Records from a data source
════════════════
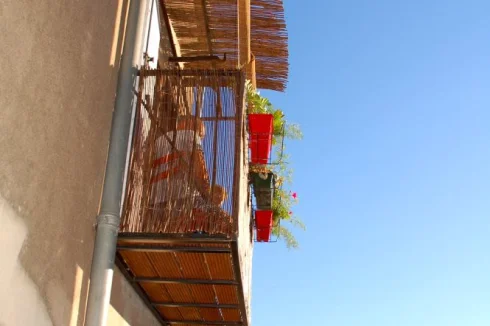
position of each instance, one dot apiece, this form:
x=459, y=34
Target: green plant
x=261, y=105
x=282, y=212
x=283, y=200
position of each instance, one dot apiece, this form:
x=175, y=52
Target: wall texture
x=59, y=70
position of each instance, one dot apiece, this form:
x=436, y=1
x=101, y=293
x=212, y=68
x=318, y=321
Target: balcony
x=185, y=241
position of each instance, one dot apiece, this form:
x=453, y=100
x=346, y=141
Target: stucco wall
x=245, y=236
x=57, y=87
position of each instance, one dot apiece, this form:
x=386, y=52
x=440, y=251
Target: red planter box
x=261, y=129
x=263, y=224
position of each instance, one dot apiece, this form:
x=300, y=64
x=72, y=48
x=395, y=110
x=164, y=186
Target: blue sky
x=394, y=172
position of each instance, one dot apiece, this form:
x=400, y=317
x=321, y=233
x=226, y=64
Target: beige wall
x=57, y=83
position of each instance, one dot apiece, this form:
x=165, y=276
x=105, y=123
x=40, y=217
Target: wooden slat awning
x=210, y=27
x=185, y=281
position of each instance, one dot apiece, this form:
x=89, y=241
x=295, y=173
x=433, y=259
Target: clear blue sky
x=394, y=172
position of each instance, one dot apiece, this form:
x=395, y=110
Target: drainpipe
x=109, y=216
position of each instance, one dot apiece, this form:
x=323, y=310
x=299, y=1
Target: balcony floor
x=185, y=280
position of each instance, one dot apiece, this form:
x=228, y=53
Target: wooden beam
x=195, y=305
x=162, y=280
x=244, y=52
x=246, y=59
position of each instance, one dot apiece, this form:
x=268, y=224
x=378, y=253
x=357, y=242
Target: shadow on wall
x=58, y=85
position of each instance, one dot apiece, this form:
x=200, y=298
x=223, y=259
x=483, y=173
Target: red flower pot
x=261, y=129
x=263, y=224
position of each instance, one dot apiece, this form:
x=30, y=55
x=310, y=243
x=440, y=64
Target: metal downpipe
x=109, y=216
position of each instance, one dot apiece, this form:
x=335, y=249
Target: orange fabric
x=164, y=175
x=166, y=159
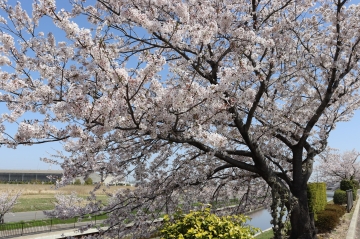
════════════════
From the data above, output exactly the lines between the one containing "x=346, y=141" and the one containing "x=433, y=259", counting both of them.

[Written answer]
x=346, y=141
Target: stucco wall
x=245, y=236
x=57, y=87
position of each instance, one dot apiece, this form:
x=386, y=52
x=440, y=251
Target: red planter box
x=261, y=129
x=263, y=224
position of each instance, one dot apiece, this form:
x=300, y=64
x=72, y=48
x=395, y=110
x=164, y=186
Target: blue sky
x=394, y=172
position of each instance, one dot apiece, this form:
x=400, y=317
x=321, y=233
x=226, y=64
Target: beige wall
x=57, y=83
position of each instance, one dot apiece, this form:
x=165, y=276
x=105, y=123
x=40, y=217
Target: wooden slat awning
x=210, y=27
x=185, y=281
position of each instance, one dot apiece, this form:
x=89, y=241
x=295, y=173
x=433, y=259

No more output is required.